EXERCISE: Put the material into a Markdown table with the columns Row and Line, one numbered row per line and no rows for blank lines. Begin at the first line of the material and stop after the line that contains "[42,0,79,144]".

═════ INFORMATION SHOWN ═════

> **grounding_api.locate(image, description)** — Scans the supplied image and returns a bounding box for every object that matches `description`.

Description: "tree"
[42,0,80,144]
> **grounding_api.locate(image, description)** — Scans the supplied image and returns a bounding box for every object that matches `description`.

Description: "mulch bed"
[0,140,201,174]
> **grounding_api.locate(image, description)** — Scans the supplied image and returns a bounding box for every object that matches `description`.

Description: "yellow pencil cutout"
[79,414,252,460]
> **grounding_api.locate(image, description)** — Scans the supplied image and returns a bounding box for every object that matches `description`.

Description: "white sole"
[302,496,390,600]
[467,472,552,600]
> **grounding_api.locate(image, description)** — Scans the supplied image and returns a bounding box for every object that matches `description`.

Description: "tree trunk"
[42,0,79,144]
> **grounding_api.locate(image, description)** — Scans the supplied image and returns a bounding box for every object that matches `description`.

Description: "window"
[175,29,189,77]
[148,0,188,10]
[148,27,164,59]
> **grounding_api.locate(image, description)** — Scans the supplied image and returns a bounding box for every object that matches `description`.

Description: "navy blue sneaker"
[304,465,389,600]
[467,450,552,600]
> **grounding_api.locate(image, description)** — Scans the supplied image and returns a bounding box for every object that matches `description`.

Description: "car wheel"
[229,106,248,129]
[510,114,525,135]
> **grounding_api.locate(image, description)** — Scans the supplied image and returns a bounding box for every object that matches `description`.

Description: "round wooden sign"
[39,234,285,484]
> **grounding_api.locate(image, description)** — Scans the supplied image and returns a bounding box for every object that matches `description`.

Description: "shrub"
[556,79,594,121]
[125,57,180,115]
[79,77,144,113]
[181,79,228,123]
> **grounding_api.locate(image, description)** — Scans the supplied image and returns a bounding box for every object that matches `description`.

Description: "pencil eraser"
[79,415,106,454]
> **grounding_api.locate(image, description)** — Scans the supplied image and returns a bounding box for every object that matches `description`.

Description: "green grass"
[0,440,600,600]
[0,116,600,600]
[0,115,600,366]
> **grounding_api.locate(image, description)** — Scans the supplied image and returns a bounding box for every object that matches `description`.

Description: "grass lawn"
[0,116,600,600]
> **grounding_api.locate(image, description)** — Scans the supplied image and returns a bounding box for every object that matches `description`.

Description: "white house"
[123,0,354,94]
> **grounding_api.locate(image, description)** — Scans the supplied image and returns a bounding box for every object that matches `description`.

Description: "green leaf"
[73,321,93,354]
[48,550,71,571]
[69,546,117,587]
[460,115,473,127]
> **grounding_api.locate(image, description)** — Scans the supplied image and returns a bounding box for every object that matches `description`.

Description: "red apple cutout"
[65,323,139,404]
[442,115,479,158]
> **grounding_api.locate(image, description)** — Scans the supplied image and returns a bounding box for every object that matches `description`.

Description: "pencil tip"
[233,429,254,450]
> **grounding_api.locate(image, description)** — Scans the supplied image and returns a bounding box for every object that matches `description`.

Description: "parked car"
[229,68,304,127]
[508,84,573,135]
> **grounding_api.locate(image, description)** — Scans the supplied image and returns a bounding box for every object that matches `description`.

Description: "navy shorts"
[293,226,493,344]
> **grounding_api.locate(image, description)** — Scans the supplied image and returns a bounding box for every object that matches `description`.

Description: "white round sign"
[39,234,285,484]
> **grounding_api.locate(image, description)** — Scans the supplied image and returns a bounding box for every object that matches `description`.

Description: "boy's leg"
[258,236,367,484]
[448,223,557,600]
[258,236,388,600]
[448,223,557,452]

═════

CORRECT RESPONSE:
| Row | Line |
|---|---|
| 1 | > **grounding_api.locate(image, description)** — Scans the supplied image and returns a bounding box for every object that matches `description`. |
| 2 | Description: "tree" |
| 3 | [42,0,80,144] |
| 4 | > **grounding_api.locate(image, description)** — Scans the supplied image and returns a bounding box for every object that matches `description`. |
| 5 | Description: "mulch bed" |
| 6 | [0,140,201,174] |
| 7 | > **grounding_api.locate(image, description)** — Scans the supplied image and returns a bounding box for every object that matches `description`. |
| 8 | Description: "yellow pencil cutout" |
| 9 | [79,414,252,460] |
| 10 | > **grounding_api.locate(image, description)** — Scans the supplied image and returns a bounding box for every object that matches `description`. |
| 11 | Description: "white sole" |
| 12 | [302,496,390,600] |
| 13 | [467,472,552,600] |
| 14 | > **grounding_api.locate(image, description)** — Scans the supplied image and returns a bounding box for every object that matches `description`. |
| 15 | Description: "tree trunk" |
| 16 | [42,0,79,144] |